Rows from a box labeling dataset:
[Begin]
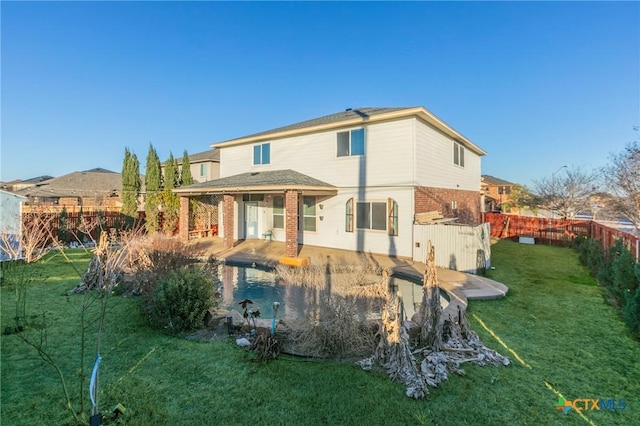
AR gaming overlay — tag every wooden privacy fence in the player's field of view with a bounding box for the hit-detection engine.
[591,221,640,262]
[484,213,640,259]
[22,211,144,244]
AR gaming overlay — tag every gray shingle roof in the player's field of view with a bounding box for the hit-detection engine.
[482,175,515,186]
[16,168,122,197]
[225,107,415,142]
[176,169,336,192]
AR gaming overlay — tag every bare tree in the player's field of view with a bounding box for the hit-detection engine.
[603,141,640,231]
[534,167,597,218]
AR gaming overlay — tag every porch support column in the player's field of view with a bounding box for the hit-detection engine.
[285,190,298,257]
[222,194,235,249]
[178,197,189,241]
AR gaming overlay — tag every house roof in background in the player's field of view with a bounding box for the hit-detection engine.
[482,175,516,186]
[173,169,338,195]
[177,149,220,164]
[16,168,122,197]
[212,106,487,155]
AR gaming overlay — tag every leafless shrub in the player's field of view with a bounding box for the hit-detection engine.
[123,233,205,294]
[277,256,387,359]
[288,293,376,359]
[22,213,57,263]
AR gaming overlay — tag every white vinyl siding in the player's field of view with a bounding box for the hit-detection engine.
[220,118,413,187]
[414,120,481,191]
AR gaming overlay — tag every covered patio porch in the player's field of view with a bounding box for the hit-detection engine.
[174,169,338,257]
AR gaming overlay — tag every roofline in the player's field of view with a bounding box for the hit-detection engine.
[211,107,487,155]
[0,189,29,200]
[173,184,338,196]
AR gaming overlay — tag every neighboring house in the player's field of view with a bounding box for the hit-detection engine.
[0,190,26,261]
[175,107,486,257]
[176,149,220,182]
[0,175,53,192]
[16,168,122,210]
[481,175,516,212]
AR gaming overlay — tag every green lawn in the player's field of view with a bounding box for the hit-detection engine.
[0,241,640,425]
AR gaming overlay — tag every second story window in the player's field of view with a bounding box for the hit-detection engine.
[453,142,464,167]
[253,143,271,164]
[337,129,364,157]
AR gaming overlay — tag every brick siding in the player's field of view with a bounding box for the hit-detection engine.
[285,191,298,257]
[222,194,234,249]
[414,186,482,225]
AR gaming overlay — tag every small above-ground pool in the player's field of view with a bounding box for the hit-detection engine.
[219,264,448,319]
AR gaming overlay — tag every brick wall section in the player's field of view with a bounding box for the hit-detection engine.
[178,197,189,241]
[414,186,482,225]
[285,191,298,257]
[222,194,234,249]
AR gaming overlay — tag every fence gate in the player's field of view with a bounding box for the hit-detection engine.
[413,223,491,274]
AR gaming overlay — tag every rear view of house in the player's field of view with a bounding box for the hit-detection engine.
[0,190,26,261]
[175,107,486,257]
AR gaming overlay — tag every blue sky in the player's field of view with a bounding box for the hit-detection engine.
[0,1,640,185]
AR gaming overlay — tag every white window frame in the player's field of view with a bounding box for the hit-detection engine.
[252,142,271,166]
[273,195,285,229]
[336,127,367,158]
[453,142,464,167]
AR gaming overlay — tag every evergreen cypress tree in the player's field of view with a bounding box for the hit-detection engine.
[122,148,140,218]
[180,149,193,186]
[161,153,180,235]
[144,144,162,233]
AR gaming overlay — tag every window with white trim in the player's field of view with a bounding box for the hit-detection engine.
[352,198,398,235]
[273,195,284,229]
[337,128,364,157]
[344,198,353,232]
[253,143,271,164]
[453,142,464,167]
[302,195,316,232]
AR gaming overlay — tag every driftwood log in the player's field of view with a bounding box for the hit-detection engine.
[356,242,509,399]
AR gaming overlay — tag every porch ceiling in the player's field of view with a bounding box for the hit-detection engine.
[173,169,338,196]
[End]
[Begin]
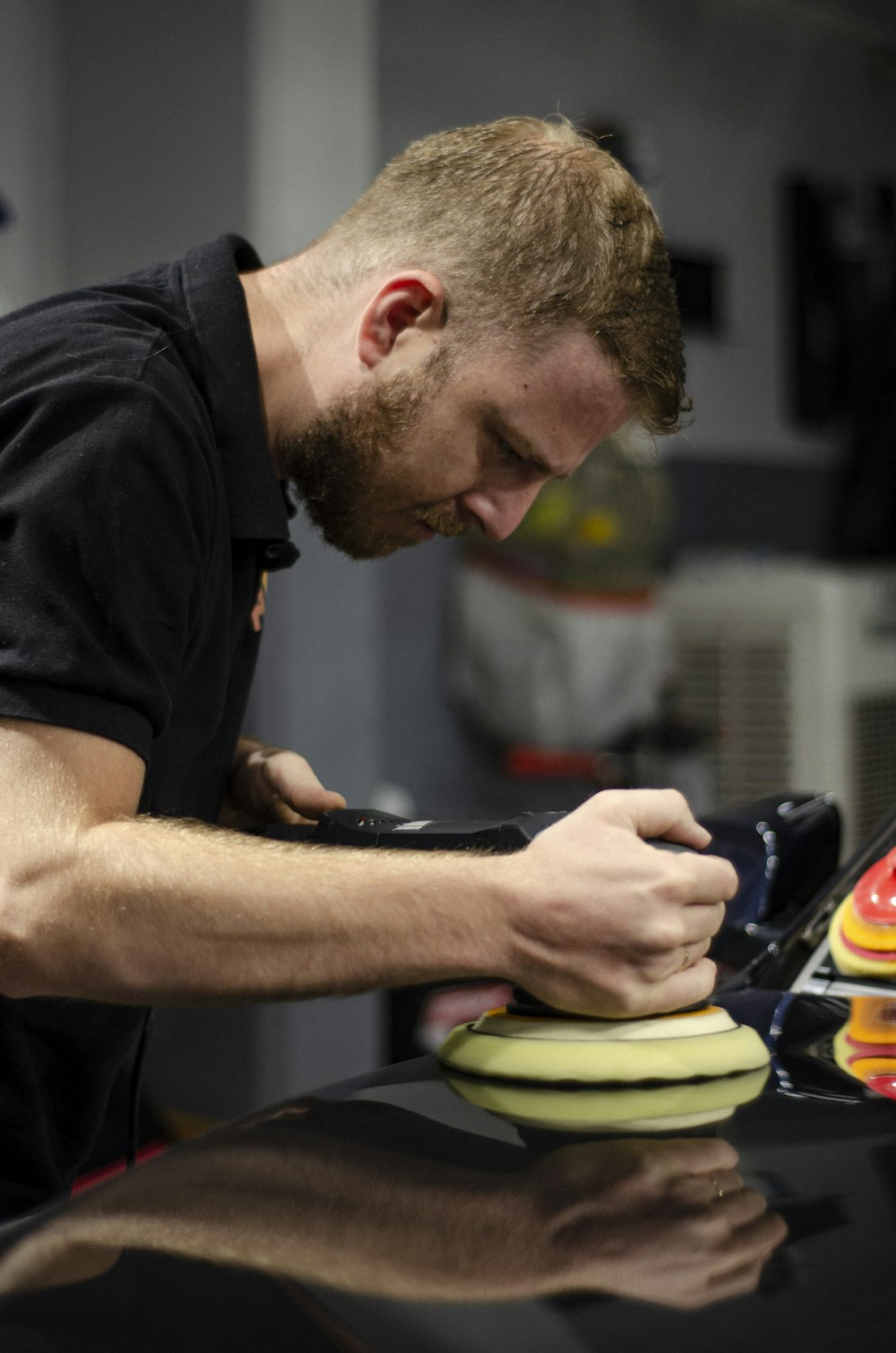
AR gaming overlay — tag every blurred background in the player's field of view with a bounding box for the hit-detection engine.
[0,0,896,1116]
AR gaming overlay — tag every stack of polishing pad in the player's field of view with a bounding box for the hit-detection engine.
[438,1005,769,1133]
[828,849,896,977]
[End]
Rewrite the stretch of items from the line containing "AR gaming overlay — tag every leafless" through the line containing "[173,184,338,196]", swapping "hit-detection engine" for "collision system" and leaving everything else unchanged.

FULL RESPONSE:
AR gaming overlay — tag every leafless shrub in the player's field of view with a bounding box for the collision system.
[123,233,205,294]
[277,256,387,359]
[288,293,376,359]
[22,213,57,263]
AR gaming overlay — tag every white vinyl siding in the player's field of view with a bounding box for the collision system.
[220,118,413,187]
[414,120,481,191]
AR gaming overlay — tag every covered patio porch in the player's field of view with a bounding box for the collision system.
[174,169,338,257]
AR gaming overlay — tag every roofline in the player's field of view with a bounding box for the collision system.
[211,107,487,155]
[0,189,29,200]
[173,184,338,196]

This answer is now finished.